* **Task to carry out**
Reproduce the data below unchanged, starting at the line that contains "segment the tile floor" and ending after the line that contains "289L0 329L0 386L276".

* **Task material**
==*==
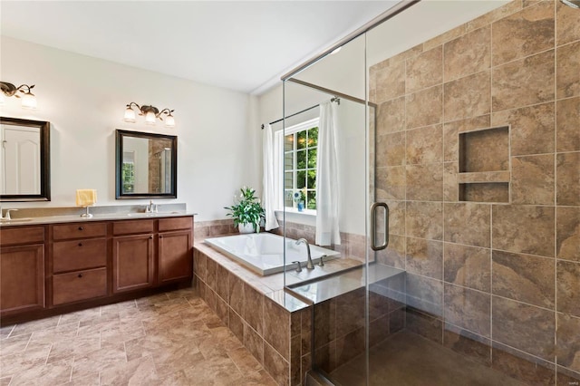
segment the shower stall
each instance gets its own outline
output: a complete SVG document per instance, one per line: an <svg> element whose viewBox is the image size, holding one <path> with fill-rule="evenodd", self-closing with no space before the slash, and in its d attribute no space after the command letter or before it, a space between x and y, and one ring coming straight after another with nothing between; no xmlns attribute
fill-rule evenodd
<svg viewBox="0 0 580 386"><path fill-rule="evenodd" d="M285 130L340 100L340 242L322 246L343 269L295 283L286 262L312 304L303 363L342 385L577 385L580 11L387 14L283 78Z"/></svg>

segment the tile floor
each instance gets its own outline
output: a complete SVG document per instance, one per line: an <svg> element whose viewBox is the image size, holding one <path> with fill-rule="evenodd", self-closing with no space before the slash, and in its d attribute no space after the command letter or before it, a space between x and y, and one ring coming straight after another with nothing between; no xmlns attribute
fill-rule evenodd
<svg viewBox="0 0 580 386"><path fill-rule="evenodd" d="M182 289L0 329L0 386L276 385Z"/></svg>
<svg viewBox="0 0 580 386"><path fill-rule="evenodd" d="M365 386L365 356L336 369L331 378L341 384ZM446 349L420 335L401 331L369 352L369 385L382 386L526 386L508 375Z"/></svg>

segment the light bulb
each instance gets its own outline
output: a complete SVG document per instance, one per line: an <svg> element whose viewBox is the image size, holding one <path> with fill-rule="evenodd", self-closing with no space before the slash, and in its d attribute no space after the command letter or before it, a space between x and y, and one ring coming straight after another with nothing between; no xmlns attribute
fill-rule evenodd
<svg viewBox="0 0 580 386"><path fill-rule="evenodd" d="M173 115L167 116L165 119L165 126L169 126L170 128L175 126L175 118L173 118Z"/></svg>
<svg viewBox="0 0 580 386"><path fill-rule="evenodd" d="M147 111L147 113L145 114L145 123L150 125L155 124L155 112Z"/></svg>
<svg viewBox="0 0 580 386"><path fill-rule="evenodd" d="M32 92L25 92L22 96L22 108L23 109L36 109L36 97Z"/></svg>
<svg viewBox="0 0 580 386"><path fill-rule="evenodd" d="M135 122L135 111L130 107L128 107L127 110L125 110L125 117L123 118L123 121L126 122Z"/></svg>

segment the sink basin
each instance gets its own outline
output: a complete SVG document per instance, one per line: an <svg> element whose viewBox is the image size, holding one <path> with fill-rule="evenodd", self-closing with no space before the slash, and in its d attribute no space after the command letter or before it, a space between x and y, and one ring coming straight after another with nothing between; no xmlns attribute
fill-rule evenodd
<svg viewBox="0 0 580 386"><path fill-rule="evenodd" d="M0 224L14 224L14 223L25 223L26 221L31 221L32 218L30 217L23 217L23 218L11 218L11 219L5 219L5 218L0 218Z"/></svg>

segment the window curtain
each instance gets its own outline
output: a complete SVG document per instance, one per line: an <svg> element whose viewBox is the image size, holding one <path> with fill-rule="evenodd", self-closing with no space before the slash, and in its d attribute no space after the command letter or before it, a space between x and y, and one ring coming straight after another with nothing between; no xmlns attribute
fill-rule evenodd
<svg viewBox="0 0 580 386"><path fill-rule="evenodd" d="M316 155L316 244L341 244L338 229L338 144L336 105L320 104L318 152Z"/></svg>
<svg viewBox="0 0 580 386"><path fill-rule="evenodd" d="M274 160L274 142L272 141L272 126L269 124L264 128L262 134L262 150L264 152L264 179L263 183L263 198L264 211L266 212L266 230L275 229L278 227L278 221L276 219L274 209L276 207L276 189L275 189L275 164Z"/></svg>

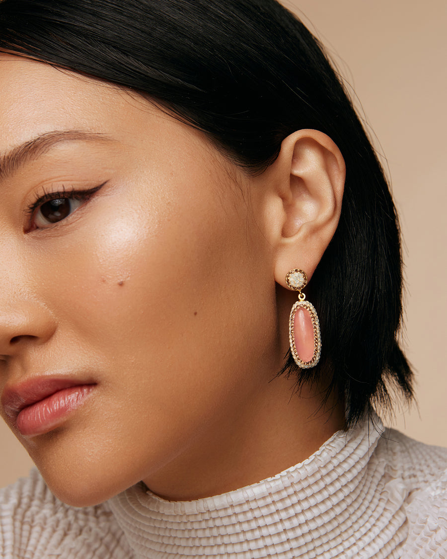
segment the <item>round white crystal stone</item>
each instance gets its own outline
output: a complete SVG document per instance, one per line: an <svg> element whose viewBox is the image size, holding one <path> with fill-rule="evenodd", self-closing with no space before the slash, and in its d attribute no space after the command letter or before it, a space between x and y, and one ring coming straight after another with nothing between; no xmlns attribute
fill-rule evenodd
<svg viewBox="0 0 447 559"><path fill-rule="evenodd" d="M304 286L306 281L301 272L294 272L289 276L289 283L295 289L301 289Z"/></svg>

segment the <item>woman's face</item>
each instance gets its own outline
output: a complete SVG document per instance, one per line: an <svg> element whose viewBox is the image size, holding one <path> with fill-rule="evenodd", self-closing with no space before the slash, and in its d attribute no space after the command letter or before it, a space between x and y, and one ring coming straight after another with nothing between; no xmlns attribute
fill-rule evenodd
<svg viewBox="0 0 447 559"><path fill-rule="evenodd" d="M262 179L137 96L8 54L0 156L1 413L50 487L99 502L227 451L283 354ZM59 382L71 411L5 410Z"/></svg>

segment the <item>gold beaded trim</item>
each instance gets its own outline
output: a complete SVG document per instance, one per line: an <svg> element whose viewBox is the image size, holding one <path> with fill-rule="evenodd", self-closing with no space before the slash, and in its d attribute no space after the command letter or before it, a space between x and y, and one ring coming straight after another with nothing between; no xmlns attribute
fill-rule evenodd
<svg viewBox="0 0 447 559"><path fill-rule="evenodd" d="M297 352L295 346L295 335L294 332L294 320L295 313L298 309L305 308L310 313L312 320L312 325L313 326L313 356L310 361L302 361ZM320 331L320 321L318 319L317 311L312 303L308 301L297 301L292 307L289 320L289 339L290 340L290 349L295 363L302 369L310 369L315 367L320 361L321 353L321 334Z"/></svg>

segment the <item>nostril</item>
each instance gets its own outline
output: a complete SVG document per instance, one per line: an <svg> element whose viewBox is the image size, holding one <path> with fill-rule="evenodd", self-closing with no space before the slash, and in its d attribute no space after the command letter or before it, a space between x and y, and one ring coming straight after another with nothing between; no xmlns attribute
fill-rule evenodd
<svg viewBox="0 0 447 559"><path fill-rule="evenodd" d="M35 336L28 336L27 335L21 335L18 336L14 336L13 338L9 340L9 343L11 345L14 345L15 344L18 343L21 340L25 338L35 338Z"/></svg>

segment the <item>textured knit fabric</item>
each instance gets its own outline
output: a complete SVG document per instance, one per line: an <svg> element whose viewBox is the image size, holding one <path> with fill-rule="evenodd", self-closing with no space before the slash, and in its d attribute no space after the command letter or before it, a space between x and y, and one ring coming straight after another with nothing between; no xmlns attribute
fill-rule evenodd
<svg viewBox="0 0 447 559"><path fill-rule="evenodd" d="M297 466L197 501L140 484L76 509L34 471L0 493L1 557L447 559L447 449L382 431L376 418L338 432Z"/></svg>

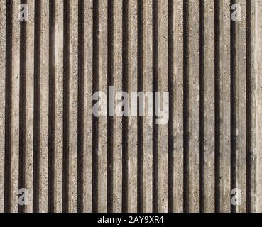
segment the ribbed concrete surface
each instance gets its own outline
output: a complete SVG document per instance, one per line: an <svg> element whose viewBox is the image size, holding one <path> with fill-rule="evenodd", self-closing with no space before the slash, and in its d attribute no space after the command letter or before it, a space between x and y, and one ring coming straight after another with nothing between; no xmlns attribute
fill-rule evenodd
<svg viewBox="0 0 262 227"><path fill-rule="evenodd" d="M261 0L0 7L0 212L262 211ZM168 91L168 123L93 116L111 85Z"/></svg>

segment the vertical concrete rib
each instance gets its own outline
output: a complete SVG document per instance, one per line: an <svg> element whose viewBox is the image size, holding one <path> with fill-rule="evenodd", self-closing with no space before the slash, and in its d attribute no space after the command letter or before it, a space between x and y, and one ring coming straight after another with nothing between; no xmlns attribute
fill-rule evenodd
<svg viewBox="0 0 262 227"><path fill-rule="evenodd" d="M199 4L189 0L189 211L199 211Z"/></svg>
<svg viewBox="0 0 262 227"><path fill-rule="evenodd" d="M262 211L262 196L259 192L262 183L262 28L260 25L262 18L262 1L256 1L255 11L255 74L256 74L256 211Z"/></svg>
<svg viewBox="0 0 262 227"><path fill-rule="evenodd" d="M183 211L183 2L173 6L173 211ZM171 121L171 119L169 119Z"/></svg>
<svg viewBox="0 0 262 227"><path fill-rule="evenodd" d="M230 212L230 0L220 1L219 211Z"/></svg>
<svg viewBox="0 0 262 227"><path fill-rule="evenodd" d="M26 33L26 182L28 204L25 211L33 211L33 96L34 96L34 21L35 2L27 2L28 21Z"/></svg>
<svg viewBox="0 0 262 227"><path fill-rule="evenodd" d="M92 211L92 21L93 1L84 1L83 211Z"/></svg>
<svg viewBox="0 0 262 227"><path fill-rule="evenodd" d="M138 1L138 92L153 92L153 1L139 2L141 1ZM138 196L139 194L141 199L138 202L143 204L143 207L138 204L138 211L152 212L153 118L146 116L138 118L138 184L141 187L138 187ZM139 175L141 180L138 180Z"/></svg>
<svg viewBox="0 0 262 227"><path fill-rule="evenodd" d="M48 211L49 1L41 2L40 65L39 212ZM37 89L37 88L36 88Z"/></svg>
<svg viewBox="0 0 262 227"><path fill-rule="evenodd" d="M236 188L241 190L241 203L236 210L242 213L246 211L246 1L236 3L241 12L241 20L236 21Z"/></svg>
<svg viewBox="0 0 262 227"><path fill-rule="evenodd" d="M128 21L126 25L126 35L128 35L128 47L126 50L127 68L127 83L126 89L128 89L129 97L131 92L136 92L138 88L138 65L137 65L137 1L127 1ZM124 53L123 53L124 54ZM125 89L123 89L124 91ZM130 103L130 100L129 100ZM129 108L131 106L129 106ZM130 111L129 111L130 113ZM123 128L124 130L124 128ZM128 143L128 201L127 211L129 212L137 212L137 118L130 116L128 118L128 131L126 132Z"/></svg>
<svg viewBox="0 0 262 227"><path fill-rule="evenodd" d="M98 90L107 94L107 1L99 1L98 4L99 28L96 31L98 36ZM98 158L99 212L107 211L107 117L101 116L98 119L98 144L96 145L96 150Z"/></svg>
<svg viewBox="0 0 262 227"><path fill-rule="evenodd" d="M204 211L214 212L214 4L204 0Z"/></svg>
<svg viewBox="0 0 262 227"><path fill-rule="evenodd" d="M78 1L70 1L69 167L68 211L77 211L77 93Z"/></svg>
<svg viewBox="0 0 262 227"><path fill-rule="evenodd" d="M0 155L4 157L5 145L5 109L6 109L6 1L0 1L2 13L0 18ZM0 163L0 212L4 211L4 163L2 158Z"/></svg>
<svg viewBox="0 0 262 227"><path fill-rule="evenodd" d="M160 213L168 212L168 118L163 118L167 117L169 114L168 109L165 109L164 106L169 107L168 97L165 96L164 92L168 91L168 1L160 1L158 3L158 83L160 92L158 96L158 108L159 111L163 111L163 116L159 116L158 122L158 211ZM156 94L155 95L155 101L157 99ZM157 114L155 109L156 104L155 102L155 114ZM167 112L164 112L167 111ZM163 118L163 119L162 119ZM155 123L153 122L153 123ZM155 139L155 138L154 138Z"/></svg>
<svg viewBox="0 0 262 227"><path fill-rule="evenodd" d="M122 84L122 2L114 1L114 86L115 91L123 91ZM117 26L116 26L117 25ZM121 96L115 97L116 112L122 112ZM109 100L109 101L113 100ZM116 113L115 113L117 114ZM122 208L122 118L114 118L113 142L113 211Z"/></svg>

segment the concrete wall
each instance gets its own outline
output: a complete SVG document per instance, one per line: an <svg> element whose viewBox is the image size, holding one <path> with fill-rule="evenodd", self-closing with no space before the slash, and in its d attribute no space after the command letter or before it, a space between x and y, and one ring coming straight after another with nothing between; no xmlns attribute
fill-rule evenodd
<svg viewBox="0 0 262 227"><path fill-rule="evenodd" d="M0 212L262 211L261 0L0 6ZM94 116L112 85L168 123Z"/></svg>

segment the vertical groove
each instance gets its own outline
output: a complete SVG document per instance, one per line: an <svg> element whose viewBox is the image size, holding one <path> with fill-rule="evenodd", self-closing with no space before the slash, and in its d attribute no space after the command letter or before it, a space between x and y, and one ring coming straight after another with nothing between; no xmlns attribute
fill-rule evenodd
<svg viewBox="0 0 262 227"><path fill-rule="evenodd" d="M33 211L39 211L41 2L35 0Z"/></svg>
<svg viewBox="0 0 262 227"><path fill-rule="evenodd" d="M158 90L158 0L153 4L153 92ZM154 97L155 104L155 97ZM155 104L154 104L155 106ZM153 117L153 212L158 211L158 126Z"/></svg>
<svg viewBox="0 0 262 227"><path fill-rule="evenodd" d="M199 196L200 212L204 212L204 1L199 0Z"/></svg>
<svg viewBox="0 0 262 227"><path fill-rule="evenodd" d="M169 121L168 121L168 212L174 209L174 1L168 0L168 92L169 92Z"/></svg>
<svg viewBox="0 0 262 227"><path fill-rule="evenodd" d="M252 212L252 3L246 2L246 212Z"/></svg>
<svg viewBox="0 0 262 227"><path fill-rule="evenodd" d="M78 116L77 116L77 212L83 212L84 199L84 1L78 4Z"/></svg>
<svg viewBox="0 0 262 227"><path fill-rule="evenodd" d="M123 45L123 92L129 92L129 0L123 1L123 23L122 23L122 45ZM122 212L128 211L128 194L129 194L129 117L123 116L122 121Z"/></svg>
<svg viewBox="0 0 262 227"><path fill-rule="evenodd" d="M68 212L70 0L64 1L62 211Z"/></svg>
<svg viewBox="0 0 262 227"><path fill-rule="evenodd" d="M99 83L99 1L93 0L93 84L92 93L98 91ZM93 101L93 106L95 101ZM92 117L92 212L98 211L98 118L93 115Z"/></svg>
<svg viewBox="0 0 262 227"><path fill-rule="evenodd" d="M215 212L220 212L220 0L214 2Z"/></svg>
<svg viewBox="0 0 262 227"><path fill-rule="evenodd" d="M142 92L143 89L143 4L142 1L138 0L138 92ZM139 99L138 98L138 106L140 106ZM143 117L139 116L139 108L138 108L138 119L137 119L137 209L138 212L143 212Z"/></svg>
<svg viewBox="0 0 262 227"><path fill-rule="evenodd" d="M183 143L184 143L184 160L183 160L183 206L184 212L189 211L189 2L184 0L183 5Z"/></svg>
<svg viewBox="0 0 262 227"><path fill-rule="evenodd" d="M26 188L26 21L20 21L20 30L19 189ZM25 206L18 206L18 212L24 213Z"/></svg>
<svg viewBox="0 0 262 227"><path fill-rule="evenodd" d="M12 103L12 29L13 1L6 0L6 112L4 154L4 212L11 211L11 103Z"/></svg>
<svg viewBox="0 0 262 227"><path fill-rule="evenodd" d="M230 5L236 3L231 0ZM231 103L231 190L236 188L236 22L230 21L230 103ZM231 206L231 211L236 212L236 206Z"/></svg>
<svg viewBox="0 0 262 227"><path fill-rule="evenodd" d="M55 1L49 1L49 105L48 105L48 212L54 212L55 200Z"/></svg>
<svg viewBox="0 0 262 227"><path fill-rule="evenodd" d="M107 74L108 86L114 86L114 0L108 1L108 35L107 35ZM107 111L109 110L107 95ZM109 116L109 115L108 115ZM114 151L114 116L108 116L107 121L107 212L113 212L113 151Z"/></svg>

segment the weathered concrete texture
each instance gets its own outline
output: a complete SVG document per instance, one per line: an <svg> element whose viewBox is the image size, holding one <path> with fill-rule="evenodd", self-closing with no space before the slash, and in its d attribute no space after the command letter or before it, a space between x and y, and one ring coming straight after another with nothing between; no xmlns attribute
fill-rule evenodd
<svg viewBox="0 0 262 227"><path fill-rule="evenodd" d="M262 29L260 25L262 18L262 1L256 1L255 4L255 74L256 74L256 211L262 212L262 195L261 189L262 186Z"/></svg>
<svg viewBox="0 0 262 227"><path fill-rule="evenodd" d="M199 211L199 4L189 0L189 211Z"/></svg>
<svg viewBox="0 0 262 227"><path fill-rule="evenodd" d="M11 1L12 33L6 37L11 24L6 24L6 9L11 1L0 0L0 212L18 211L23 177L29 193L26 212L230 212L232 177L241 192L236 211L250 207L262 211L262 0L236 0L241 18L234 23L235 40L231 39L230 0L219 1L219 11L218 1L210 0L55 0L55 9L52 1L42 0L40 15L35 14L40 1L28 0L24 47L17 16L20 1ZM251 60L246 57L249 4ZM64 17L67 10L68 18ZM10 50L6 49L9 40ZM19 135L21 50L26 50L24 135ZM10 59L6 53L11 53ZM9 62L11 65L6 67ZM155 125L151 116L94 118L94 89L107 94L109 83L115 92L125 87L129 94L156 89L162 92L161 101L163 92L172 89L172 124ZM11 103L6 103L6 95ZM11 132L8 141L6 131ZM26 145L24 173L19 172L21 140ZM251 153L247 155L247 150ZM234 160L236 176L231 174ZM4 192L5 187L10 190Z"/></svg>
<svg viewBox="0 0 262 227"><path fill-rule="evenodd" d="M230 0L220 1L220 211L230 212Z"/></svg>
<svg viewBox="0 0 262 227"><path fill-rule="evenodd" d="M6 4L0 1L3 12L0 18L0 212L4 212L4 123L6 90Z"/></svg>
==*==
* **Correct result**
segment the tile floor
each instance gets its own outline
output: a complete SVG document per instance, one per line: an <svg> element whose viewBox is the image size, holding one <path> with fill-rule="evenodd", self-closing with no space before the slash, and in its d attribute no space after the command letter or before it, a space between x and y, and one ring coming straight after another with nothing between; no xmlns attribute
fill-rule evenodd
<svg viewBox="0 0 580 386"><path fill-rule="evenodd" d="M182 289L0 329L0 386L276 385Z"/></svg>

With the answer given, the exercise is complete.